WRITTEN TASK
Switch every "forklift" in the listing below to "warehouse robot" and reproduce the lines with nothing else altered.

** begin MATERIAL FOR THIS TASK **

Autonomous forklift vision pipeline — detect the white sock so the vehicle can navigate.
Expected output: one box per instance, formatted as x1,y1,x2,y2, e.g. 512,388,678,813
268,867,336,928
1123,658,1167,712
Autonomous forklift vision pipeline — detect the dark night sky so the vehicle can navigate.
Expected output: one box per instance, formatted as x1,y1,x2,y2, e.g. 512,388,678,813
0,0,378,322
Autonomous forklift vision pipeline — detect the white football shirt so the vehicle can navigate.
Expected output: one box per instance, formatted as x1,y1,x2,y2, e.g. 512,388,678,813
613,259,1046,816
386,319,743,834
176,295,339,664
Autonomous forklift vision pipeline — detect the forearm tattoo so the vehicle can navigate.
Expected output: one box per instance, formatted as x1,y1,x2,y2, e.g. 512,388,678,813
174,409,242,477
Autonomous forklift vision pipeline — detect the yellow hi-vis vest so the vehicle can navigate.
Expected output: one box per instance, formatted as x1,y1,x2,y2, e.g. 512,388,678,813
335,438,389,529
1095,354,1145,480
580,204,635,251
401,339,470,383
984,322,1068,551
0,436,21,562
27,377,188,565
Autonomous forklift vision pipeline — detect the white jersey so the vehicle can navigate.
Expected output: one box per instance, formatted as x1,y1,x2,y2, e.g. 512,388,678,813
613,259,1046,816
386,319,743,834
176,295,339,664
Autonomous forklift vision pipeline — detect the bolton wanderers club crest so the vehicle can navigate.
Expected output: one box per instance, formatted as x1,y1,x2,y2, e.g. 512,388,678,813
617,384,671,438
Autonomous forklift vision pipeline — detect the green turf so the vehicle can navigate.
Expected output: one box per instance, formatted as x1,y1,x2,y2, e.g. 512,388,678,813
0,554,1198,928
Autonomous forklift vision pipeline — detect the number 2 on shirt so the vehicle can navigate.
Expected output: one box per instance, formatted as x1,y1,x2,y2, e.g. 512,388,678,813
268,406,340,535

** end MATERIAL FOR THIS TASK **

SOLUTION TO THIS EXERCISE
Autonomous warehouse robot vision pipeline — detect the white sock so the vehicle can navigate.
Expected output: one box per instance, formatted as x1,y1,x2,y2, e.g. 512,388,678,813
268,867,336,928
1123,658,1167,712
Autonomous warehouse robot vision pipeline — detect the dark night sky so the vehicle can navigate.
Expected output: one box per instance, formatted as x1,y1,x2,y2, e.g. 512,388,678,813
0,0,378,322
Autonomous warehouse robot vision pipeline — detect the white football shirt so the vehicle can navigate.
Expected output: one box per instance, formatted as x1,y1,x2,y2, e.g. 512,388,678,813
613,259,1046,816
386,319,743,834
176,295,339,664
Autonomous warehouse robot vision pipeline — detect the forearm tattoo so the vehicle can navigate.
Expected output: one box per instance, formatted as x1,y1,x2,y2, e.g. 512,388,678,813
174,409,242,477
Autonomous warehouse robot vision pipeline — detect the yellow hi-vis vest so the vehicle can navigate.
Expected output: one box per instance, formatted as x1,y1,x2,y2, e.g. 512,388,678,813
335,438,389,529
1095,354,1145,480
580,204,635,251
401,339,470,383
984,322,1068,551
0,436,21,562
27,377,188,565
Autonomous warehouse robot vision pipeline — detect the white jersey so the vehicle can navigate.
Expected output: one box per instance, formatted as x1,y1,x2,y2, e.g. 512,388,678,813
613,259,1046,816
386,319,743,834
176,295,339,664
Autonomous warehouse robot vision pipeline — detect the bolton wanderers club crest so the vehicle can navigate.
Expected output: one box per instance, formatted as x1,y1,x2,y2, e.g. 512,388,678,813
617,384,671,438
Autonomous warehouse robot vision pipeline — detect the green turf so the vehicle can navigate.
Expected output: one box per instance, formatted as x1,y1,x2,y2, e.g. 512,388,678,813
0,554,1198,928
Autonomous warehouse robot vision pipeline — detect the number 2 on shirt so the vehicle can navigate.
Expected output: one box per instance, formatted as x1,y1,x2,y2, e.g. 512,388,678,813
268,406,340,535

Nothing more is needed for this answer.